*GIVEN TASK:* Start at the line containing "For this exercise we mark the brass" and transcribe every line exactly through the end of the records below, and only those lines.

[Location identification entries]
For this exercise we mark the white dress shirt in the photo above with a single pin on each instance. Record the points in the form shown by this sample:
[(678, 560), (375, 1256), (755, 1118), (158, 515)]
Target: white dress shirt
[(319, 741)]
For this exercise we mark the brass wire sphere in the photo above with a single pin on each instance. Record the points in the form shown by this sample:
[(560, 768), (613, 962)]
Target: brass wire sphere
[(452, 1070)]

*TASK RESULT:*
For this exercise we mark the brass wire sphere in the photo above with a single pin on each instance. Record the points in the form shown by this sample:
[(560, 768), (613, 962)]
Target: brass wire sphere
[(452, 1070)]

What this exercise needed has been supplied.